■ **Using the information**
1/ In the blog post about working on film crews, what line always ends the older crew member's speech?
2/ Reproduce the blog post about working on film crews from "No matter where" up to and including "better back then.".

■ **Page extract**
* * * *

Tuesday, July 19, 2011

"Back In The Good Ol' Days..."

Despite having a lot of fun on crews made up of my own peers, I often feel more comfortable on jobs where I'm the youngest member of my department. Maybe because I feel safer when working with high voltage power around people who are more experienced and have been in the business longer. Or maybe I just like the maturity that comes with a well seasoned crew.* Or maybe we just get along better for no apparent reason. Regardless, it's sometimes refreshing to roll with a crew that's been around long enough that time has weeded out the slackers and inflated egos, unlike the sets I often find myself on, riddled with know-it-all fresh film school grads.

But with these more mature colleagues, there's usually at least one guy who feels it's their duty to tell you to get out while you can. "You're too pretty to be doing this." "Get out while your back's still in tact." "You're still young enough to change departments." Etc, etc. And no matter what their reasoning for you to run as far away from Hollywood as you can, their impassioned speech always ends the same way: "This business isn't what it used to be."

No matter where I am or what I'm working on, if there's a guy on set who's old enough to be my father, they'll always say the same things: That things were better back then; Production was more generous with their money; The town was flooded with work all the time; You could easily make a good living. But now? Things suck; We work longer hours for less money; Every year they cut away at the perks and benefits; It's harder to find work; Productions are moving out of state; Things were better back then.

* * * *

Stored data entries
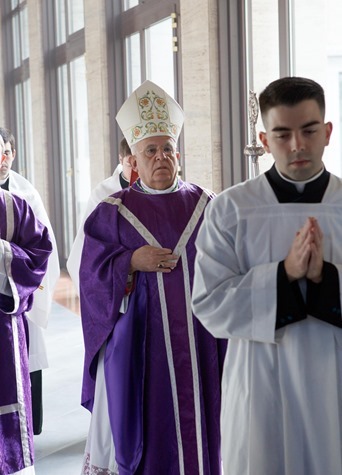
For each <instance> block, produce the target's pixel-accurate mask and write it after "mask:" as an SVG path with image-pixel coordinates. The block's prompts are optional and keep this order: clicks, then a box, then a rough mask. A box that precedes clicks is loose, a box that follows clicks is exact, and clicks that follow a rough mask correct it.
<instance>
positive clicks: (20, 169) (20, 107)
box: [14, 79, 34, 185]
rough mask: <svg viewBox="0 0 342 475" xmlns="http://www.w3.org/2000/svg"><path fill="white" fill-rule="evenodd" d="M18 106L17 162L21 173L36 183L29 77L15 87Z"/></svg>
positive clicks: (30, 88)
mask: <svg viewBox="0 0 342 475" xmlns="http://www.w3.org/2000/svg"><path fill="white" fill-rule="evenodd" d="M14 94H15V107H16V114H15V118H16V130H17V133H16V137H15V140H16V150H17V155H16V162H17V170H18V173H19V174H20V175H23V176H25V177H26V178H27V179H28V180H29V181H30V182H31V183H32V184H33V185H34V155H33V141H32V110H31V103H32V102H31V85H30V80H29V79H27V80H26V81H24V82H23V83H20V84H17V85H16V86H15V88H14Z"/></svg>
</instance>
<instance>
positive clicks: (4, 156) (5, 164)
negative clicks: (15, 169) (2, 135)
mask: <svg viewBox="0 0 342 475" xmlns="http://www.w3.org/2000/svg"><path fill="white" fill-rule="evenodd" d="M3 153H4V158H3V160H2V161H1V164H0V180H4V179H5V178H6V177H7V175H8V173H9V171H10V169H11V168H12V163H13V160H14V158H15V150H13V152H12V147H11V144H10V143H9V142H6V143H5V149H4V152H3Z"/></svg>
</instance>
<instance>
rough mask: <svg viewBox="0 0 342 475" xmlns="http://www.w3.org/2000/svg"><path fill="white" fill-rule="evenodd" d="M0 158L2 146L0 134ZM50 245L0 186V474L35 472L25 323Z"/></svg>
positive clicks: (42, 278)
mask: <svg viewBox="0 0 342 475" xmlns="http://www.w3.org/2000/svg"><path fill="white" fill-rule="evenodd" d="M0 152H1V155H0V157H3V152H4V144H3V140H2V138H0ZM51 251H52V244H51V241H50V239H49V235H48V231H47V228H46V227H45V226H43V225H42V224H41V223H40V222H39V221H38V220H37V219H36V218H35V216H34V214H33V212H32V210H31V208H30V207H29V205H28V204H27V203H26V201H25V200H23V199H22V198H19V197H17V196H15V195H12V194H11V193H9V192H8V191H5V190H2V189H0V384H1V390H0V473H1V474H4V475H9V474H16V475H34V473H35V472H34V467H33V459H34V456H33V429H32V413H31V392H30V377H29V367H28V342H27V332H26V329H27V326H26V325H27V322H26V316H25V313H26V312H27V311H29V310H30V309H31V307H32V301H33V296H32V294H33V292H34V291H35V290H36V289H38V287H39V285H40V283H41V281H42V279H43V277H44V274H45V272H46V268H47V263H48V257H49V255H50V253H51Z"/></svg>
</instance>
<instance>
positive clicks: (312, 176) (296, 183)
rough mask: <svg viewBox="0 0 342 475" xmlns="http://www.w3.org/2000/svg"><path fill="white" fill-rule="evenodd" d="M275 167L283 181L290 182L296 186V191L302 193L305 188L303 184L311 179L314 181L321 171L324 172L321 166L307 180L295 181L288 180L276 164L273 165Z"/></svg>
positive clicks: (299, 192) (306, 182) (278, 173)
mask: <svg viewBox="0 0 342 475" xmlns="http://www.w3.org/2000/svg"><path fill="white" fill-rule="evenodd" d="M275 169H276V170H277V172H278V174H279V175H280V176H281V178H282V179H283V180H285V181H287V182H288V183H292V185H294V186H295V187H296V188H297V191H298V193H302V192H303V191H304V188H305V185H306V184H307V183H310V182H311V181H315V180H317V178H318V177H320V176H321V175H322V173H323V172H324V167H322V170H320V171H319V172H318V173H317V174H316V175H314V176H312V177H311V178H309V179H308V180H304V181H295V180H290V178H286V177H285V176H284V175H283V174H282V173H281V172H280V171H279V170H278V168H277V165H275Z"/></svg>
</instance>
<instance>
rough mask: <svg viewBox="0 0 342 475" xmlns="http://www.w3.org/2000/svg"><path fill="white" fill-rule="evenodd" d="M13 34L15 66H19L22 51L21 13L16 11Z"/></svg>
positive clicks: (12, 25)
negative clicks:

* * * *

■ **Responses in order**
1/ "This business isn't what it used to be."

2/
No matter where I am or what I'm working on, if there's a guy on set who's old enough to be my father, they'll always say the same things: That things were better back then; Production was more generous with their money; The town was flooded with work all the time; You could easily make a good living. But now? Things suck; We work longer hours for less money; Every year they cut away at the perks and benefits; It's harder to find work; Productions are moving out of state; Things were better back then.